Go through the listing that follows and write it out exactly. Drop the pictures.
┄┄┄┄┄┄┄┄┄┄┄┄┄┄┄┄┄┄┄┄
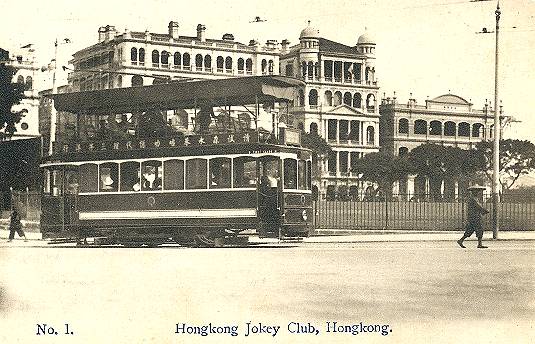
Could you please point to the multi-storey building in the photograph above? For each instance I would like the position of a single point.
(338, 102)
(143, 58)
(445, 120)
(23, 60)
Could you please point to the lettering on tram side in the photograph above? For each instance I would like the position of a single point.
(47, 329)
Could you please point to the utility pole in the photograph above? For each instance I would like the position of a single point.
(497, 129)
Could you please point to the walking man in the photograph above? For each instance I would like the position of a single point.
(475, 212)
(15, 226)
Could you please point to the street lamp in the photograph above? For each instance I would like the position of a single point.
(53, 113)
(496, 131)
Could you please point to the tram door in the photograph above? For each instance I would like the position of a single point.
(269, 199)
(70, 196)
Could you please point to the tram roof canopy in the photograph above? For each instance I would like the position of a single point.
(180, 94)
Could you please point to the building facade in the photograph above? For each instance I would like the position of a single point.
(143, 58)
(338, 102)
(445, 120)
(23, 59)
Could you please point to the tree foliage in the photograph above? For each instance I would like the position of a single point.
(10, 94)
(441, 162)
(383, 169)
(517, 157)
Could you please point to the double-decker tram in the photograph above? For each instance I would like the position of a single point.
(128, 170)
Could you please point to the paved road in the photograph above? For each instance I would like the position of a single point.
(424, 291)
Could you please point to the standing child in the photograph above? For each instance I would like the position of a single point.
(15, 226)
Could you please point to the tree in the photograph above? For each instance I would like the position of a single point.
(517, 157)
(319, 148)
(10, 94)
(447, 164)
(383, 169)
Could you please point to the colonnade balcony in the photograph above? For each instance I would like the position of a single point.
(338, 80)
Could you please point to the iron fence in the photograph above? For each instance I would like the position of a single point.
(425, 212)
┄┄┄┄┄┄┄┄┄┄┄┄┄┄┄┄┄┄┄┄
▶ [Response for this exercise]:
Could you please point to the multi-storey building in the photograph above? For each instance I would like the position of a single point.
(338, 102)
(143, 58)
(445, 120)
(23, 60)
Could you please point to the lettering on tram side in the photograph above? For each instance I would like the position of a single point.
(47, 329)
Could you please point to the utility pole in the photograph above? For each instance I would like the position of a single point.
(497, 129)
Could you please point to the walking man in the photograph above? For each instance I would like the position of a single point.
(475, 212)
(15, 226)
Could you please point to the street lamp in the photograph above? For each instance I would like the position of a single point.
(53, 113)
(496, 131)
Could you please point to the tram door in the photograph above? For each instance I would like the position of a single point.
(269, 199)
(70, 196)
Could you please point to the tram roof canopy in the photograph above? For each instance I would like the position of a single point.
(180, 94)
Could you please point to the building facade in the photograph above? For each instance I would like the position of a single point.
(143, 58)
(338, 102)
(445, 120)
(23, 59)
Could you please point to the tree foliage in the photograph above? For each instance I would like the position of a single point.
(10, 94)
(441, 162)
(383, 169)
(517, 157)
Could you please point to the double-decker tram in the photograph above? For each instance I would like the position of a single point.
(128, 170)
Could you please point to the paved road in the photograph above? For each instance I would like the position of a single point.
(424, 291)
Could you please point to the standing child in the photograph above? For each instance I would like the position of a single point.
(15, 226)
Could you please point to the tree in the photograph above? For each instance I would like the position of a single point.
(517, 157)
(319, 148)
(10, 94)
(447, 164)
(383, 169)
Could you please point to the colonnade balcony in the photograph above? For each instance I would like the position of a single point.
(338, 80)
Could you please point to the iron fence in the photograph above? For each instance I would like the position of a single point.
(425, 212)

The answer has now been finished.